#### [WHAT TO PRODUCE]
Take the line that contains "Would you please tag the window" as the first line and the final line of the records as the last; return exactly those lines and the lines between.

(Records from a data collection)
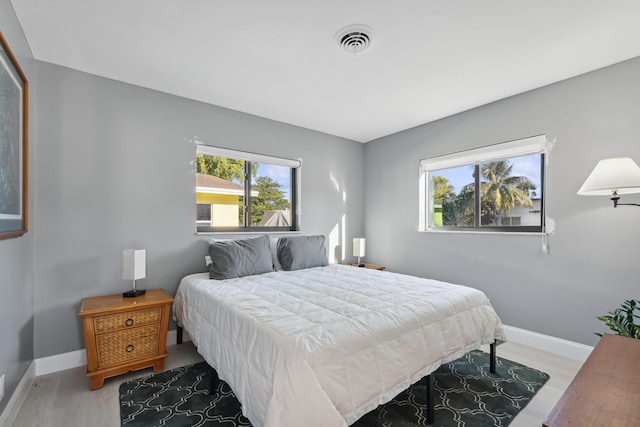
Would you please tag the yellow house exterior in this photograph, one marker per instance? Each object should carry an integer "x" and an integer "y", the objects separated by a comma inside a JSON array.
[{"x": 218, "y": 201}]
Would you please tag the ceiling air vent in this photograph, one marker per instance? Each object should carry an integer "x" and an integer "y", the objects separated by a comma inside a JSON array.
[{"x": 354, "y": 39}]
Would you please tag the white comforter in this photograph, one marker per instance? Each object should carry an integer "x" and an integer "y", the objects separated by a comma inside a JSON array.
[{"x": 324, "y": 346}]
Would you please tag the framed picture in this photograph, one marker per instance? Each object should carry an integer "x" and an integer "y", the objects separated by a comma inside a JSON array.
[{"x": 14, "y": 154}]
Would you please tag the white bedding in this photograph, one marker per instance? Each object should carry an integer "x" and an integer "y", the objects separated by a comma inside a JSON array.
[{"x": 324, "y": 346}]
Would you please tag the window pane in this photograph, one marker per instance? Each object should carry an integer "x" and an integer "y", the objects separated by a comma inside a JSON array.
[
  {"x": 203, "y": 213},
  {"x": 452, "y": 197},
  {"x": 511, "y": 192},
  {"x": 270, "y": 196},
  {"x": 220, "y": 185}
]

#### [THE COMPLETED TASK]
Would you please tag the window pane in this photograph, one marker per instance? Each object should carry an integer "x" and an integer "y", the objects separated by a comma inside a JSON array.
[
  {"x": 203, "y": 213},
  {"x": 452, "y": 197},
  {"x": 511, "y": 192},
  {"x": 270, "y": 196},
  {"x": 220, "y": 185}
]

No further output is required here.